_摘录文本_

时间:2024-01-17 理论教育 版权反馈
【摘要】:苏东坡远达不到孟浩然的境界。总之,苏轼是在说浩然翁不行。实际上,孟浩然的诗作中有着浑然天成的完美之作,在艺术的成就上,他比王维还要高些,即便苏东坡十项全能,也不能达到孟浩然的艺术高度。苏东坡低看孟浩然的地方,恰恰是孟浩然能够写出巅峰的完美,而东坡却不能写出的原因。同时代的李白这样说孟浩然:“吾爱孟夫子,风流天下闻。”说孟浩然拘于五言,不能七言,就是不了解他的诗歌,更是不了解他的性情。

苏东坡称赞孟浩然,比王维高+李白的评价

放浪形骸的另一面往往是轻浮。

苏东坡远达不到孟浩然的境界。

苏轼评浩然:“韵高而才短,如造内法酒手,而无材料。”

_已存数据行_
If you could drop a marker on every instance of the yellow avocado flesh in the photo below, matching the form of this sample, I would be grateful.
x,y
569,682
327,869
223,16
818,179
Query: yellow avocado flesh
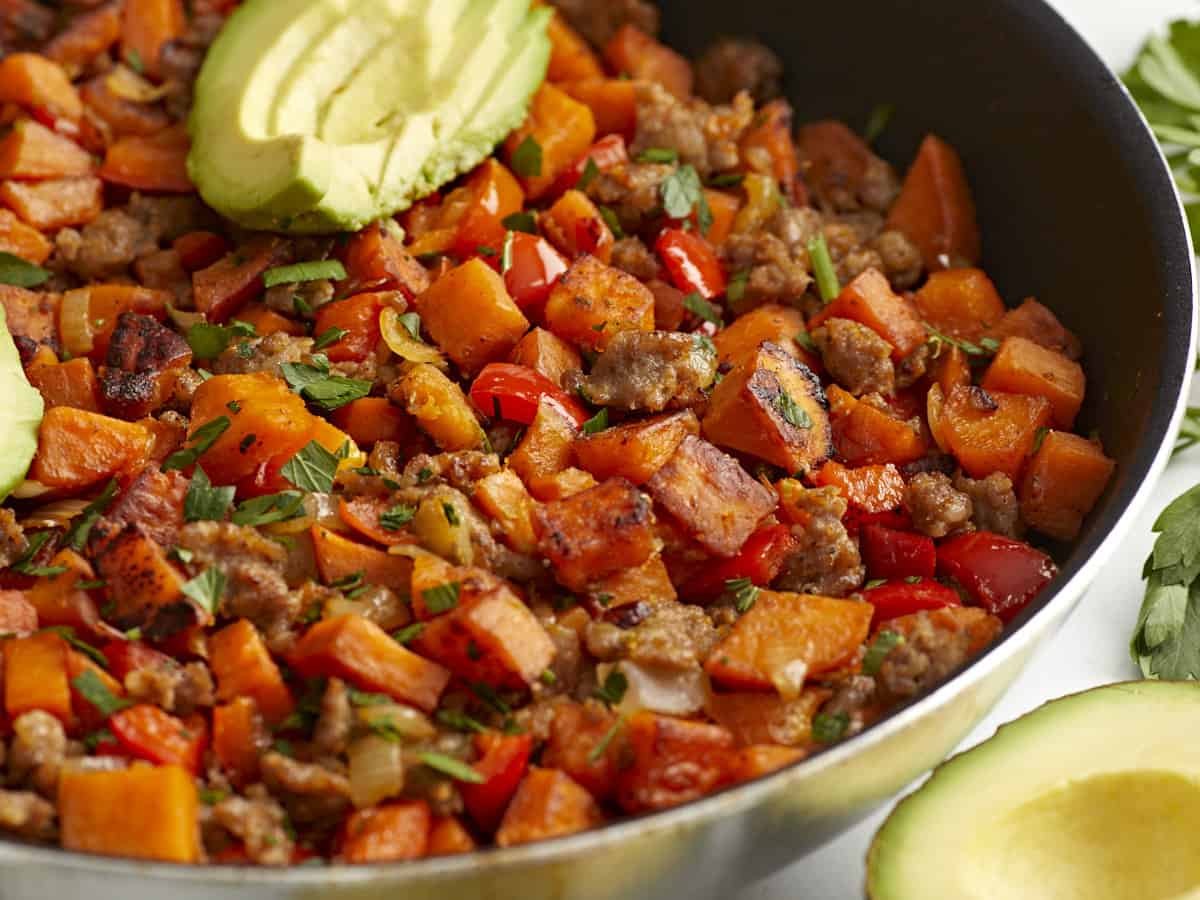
x,y
1091,797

_练习要求_
1) 能把上方的全部数据行逐字引出来吗?图片不要放进答案。
2) 能从上方苏轼评孟浩然的文本最后一句之后接着往下续写吗?
苏轼评孟浩然的文本和这些数据行出自不同来源。

_参考答案_
1)
If you could drop a marker on every instance of the yellow avocado flesh in the photo below, matching the form of this sample, I would be grateful.
x,y
569,682
327,869
223,16
818,179
Query: yellow avocado flesh
x,y
1091,797

2)
也有记载:“浩然诗如内库法酒,却是上尊之规模,但欠酒才尔。”

总之,苏轼是在说浩然翁不行。

这样的话,李白杜甫或许说得,但是东坡说不得,为什么?你只比一比诗歌便好。李白杜甫王维之外,谁超过了孟浩然?李白诗才盛过浩然,尚说“高山安可仰”,对浩然佩服得那是五体投地,恨不得给浩然洗脚以示敬重,太白尚且如此,何况苏轼。作为一个诗人,轻视浩然只能说明他还算不上懂诗。

实际上,孟浩然的诗作中有着浑然天成的完美之作,在艺术的成就上,他比王维还要高些,即便苏东坡十项全能,也不能达到孟浩然的艺术高度。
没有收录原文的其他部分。